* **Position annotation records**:
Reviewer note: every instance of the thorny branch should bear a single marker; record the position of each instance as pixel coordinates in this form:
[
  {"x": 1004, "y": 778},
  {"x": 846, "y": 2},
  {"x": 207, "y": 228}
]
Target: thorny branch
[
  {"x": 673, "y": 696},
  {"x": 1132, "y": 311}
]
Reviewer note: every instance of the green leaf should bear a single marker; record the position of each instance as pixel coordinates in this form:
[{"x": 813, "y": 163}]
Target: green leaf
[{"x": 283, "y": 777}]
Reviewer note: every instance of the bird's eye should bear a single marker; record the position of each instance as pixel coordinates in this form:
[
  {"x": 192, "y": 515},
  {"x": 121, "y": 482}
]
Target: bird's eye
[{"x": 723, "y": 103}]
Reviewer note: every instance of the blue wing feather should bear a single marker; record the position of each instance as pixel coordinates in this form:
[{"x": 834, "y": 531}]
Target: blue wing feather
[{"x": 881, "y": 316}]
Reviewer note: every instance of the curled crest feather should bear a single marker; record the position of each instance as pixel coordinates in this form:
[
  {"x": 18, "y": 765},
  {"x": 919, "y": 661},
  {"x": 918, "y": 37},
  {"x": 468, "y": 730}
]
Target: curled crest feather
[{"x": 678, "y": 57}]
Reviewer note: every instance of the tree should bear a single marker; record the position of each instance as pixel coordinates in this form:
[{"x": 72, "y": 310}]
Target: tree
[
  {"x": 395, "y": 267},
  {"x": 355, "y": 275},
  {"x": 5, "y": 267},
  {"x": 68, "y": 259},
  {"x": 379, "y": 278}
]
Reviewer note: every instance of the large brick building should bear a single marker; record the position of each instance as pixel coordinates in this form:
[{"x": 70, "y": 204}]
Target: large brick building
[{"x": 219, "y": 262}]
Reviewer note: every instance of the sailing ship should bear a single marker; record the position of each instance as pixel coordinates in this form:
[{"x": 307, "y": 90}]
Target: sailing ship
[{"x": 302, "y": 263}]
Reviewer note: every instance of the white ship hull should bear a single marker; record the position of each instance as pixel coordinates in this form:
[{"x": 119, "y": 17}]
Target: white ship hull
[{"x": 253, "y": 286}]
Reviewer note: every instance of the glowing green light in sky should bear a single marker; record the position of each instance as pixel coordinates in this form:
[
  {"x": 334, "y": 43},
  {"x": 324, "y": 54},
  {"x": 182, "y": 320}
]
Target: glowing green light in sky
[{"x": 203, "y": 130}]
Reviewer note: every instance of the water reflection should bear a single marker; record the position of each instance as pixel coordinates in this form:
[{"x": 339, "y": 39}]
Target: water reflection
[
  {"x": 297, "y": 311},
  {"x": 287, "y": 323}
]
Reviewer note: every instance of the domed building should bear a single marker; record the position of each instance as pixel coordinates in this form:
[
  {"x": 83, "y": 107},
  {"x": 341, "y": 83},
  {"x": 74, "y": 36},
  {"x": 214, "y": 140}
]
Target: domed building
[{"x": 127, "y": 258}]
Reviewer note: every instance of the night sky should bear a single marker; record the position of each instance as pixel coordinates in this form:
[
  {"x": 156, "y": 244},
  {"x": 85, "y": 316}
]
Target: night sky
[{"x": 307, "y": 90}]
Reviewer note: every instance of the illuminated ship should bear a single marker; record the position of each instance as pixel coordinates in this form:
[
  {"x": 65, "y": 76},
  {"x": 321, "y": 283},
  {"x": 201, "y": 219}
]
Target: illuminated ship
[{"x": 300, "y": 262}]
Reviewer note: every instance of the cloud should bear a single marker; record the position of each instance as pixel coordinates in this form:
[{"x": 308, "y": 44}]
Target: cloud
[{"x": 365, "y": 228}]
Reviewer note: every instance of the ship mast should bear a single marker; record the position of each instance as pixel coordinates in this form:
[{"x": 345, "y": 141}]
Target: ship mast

* **Given exercise**: Copy out all the entries shown above, character for character.

* **Correct answer**:
Reviewer note: every instance of the thorny branch should bear a single marker; record the position of each instance as pixel coordinates in this form:
[
  {"x": 1004, "y": 778},
  {"x": 846, "y": 2},
  {"x": 207, "y": 228}
]
Target: thorny branch
[
  {"x": 673, "y": 696},
  {"x": 1132, "y": 311}
]
Reviewer note: every instance of the green leaf should bear a single marker; record the position of each instance as pixel coordinates in this form:
[{"x": 813, "y": 163}]
Target: green leaf
[{"x": 283, "y": 777}]
Reviewer note: every instance of the bird's eye should bear a single marker; record the position of each instance as pixel coordinates in this form:
[
  {"x": 192, "y": 515},
  {"x": 121, "y": 482}
]
Target: bird's eye
[{"x": 723, "y": 103}]
Reviewer note: every instance of the blue wing feather should bear a single marker; record the position of each instance as pixel coordinates in this form:
[{"x": 834, "y": 531}]
Target: blue wing feather
[{"x": 881, "y": 316}]
Reviewer note: every instance of the curled crest feather should bear a single marker; record the position of each instance as pixel coordinates in this form:
[
  {"x": 18, "y": 765},
  {"x": 919, "y": 661},
  {"x": 918, "y": 37},
  {"x": 468, "y": 730}
]
Target: curled crest feather
[{"x": 678, "y": 57}]
Reviewer note: every instance of the tree should bear a single marker; record the position of each instance as pixel coordinates in this form:
[{"x": 72, "y": 310}]
Target: tree
[
  {"x": 395, "y": 267},
  {"x": 355, "y": 275},
  {"x": 5, "y": 267},
  {"x": 68, "y": 259},
  {"x": 379, "y": 278}
]
Reviewer note: every instance of the large brick building should bear a single marker; record the position of each instance as pixel coordinates in this form:
[{"x": 70, "y": 204}]
Target: large brick building
[{"x": 219, "y": 262}]
Reviewer note: every instance of the sailing ship should bear a single marker; record the position of each instance as pixel coordinates in this form:
[{"x": 307, "y": 90}]
Target: sailing ship
[{"x": 302, "y": 263}]
Reviewer note: every instance of the white ship hull should bear a single marker; record the position of each instance as pixel coordinates in this form:
[{"x": 119, "y": 17}]
Target: white ship hull
[{"x": 253, "y": 286}]
Reviewer note: every instance of the glowing green light in sky should bear a single marker; record the position of each instance as pixel coordinates in this form:
[
  {"x": 334, "y": 43},
  {"x": 324, "y": 54},
  {"x": 182, "y": 320}
]
Target: glowing green light in sky
[{"x": 203, "y": 130}]
Reviewer note: every instance of the water reflection should bear a single marker; record the position of each instance as pixel coordinates in this form:
[{"x": 339, "y": 39}]
Target: water reflection
[
  {"x": 297, "y": 311},
  {"x": 287, "y": 323}
]
Reviewer note: every instance of the domed building should bear a single marker; record the position of each instance as pixel coordinates in this form:
[
  {"x": 83, "y": 107},
  {"x": 341, "y": 83},
  {"x": 74, "y": 36},
  {"x": 214, "y": 140}
]
Target: domed building
[{"x": 127, "y": 258}]
Reviewer note: every instance of the night sky should bear a single marker; record the position of each instance as pixel coordinates in this form:
[
  {"x": 156, "y": 244},
  {"x": 85, "y": 316}
]
Target: night sky
[{"x": 307, "y": 90}]
Reviewer note: every instance of the illuminated ship should bear a single marker; record the position of each instance as pixel coordinates in this form:
[
  {"x": 65, "y": 76},
  {"x": 321, "y": 283},
  {"x": 201, "y": 219}
]
Target: illuminated ship
[{"x": 300, "y": 262}]
Reviewer note: every instance of the cloud should bear a single marker; record the position of each instance as pixel coordinates in this form:
[{"x": 308, "y": 44}]
Target: cloud
[{"x": 365, "y": 228}]
Reviewer note: every instance of the ship mast should bear a single marker; record the position of each instance as pixel coordinates in this form:
[{"x": 345, "y": 141}]
Target: ship mast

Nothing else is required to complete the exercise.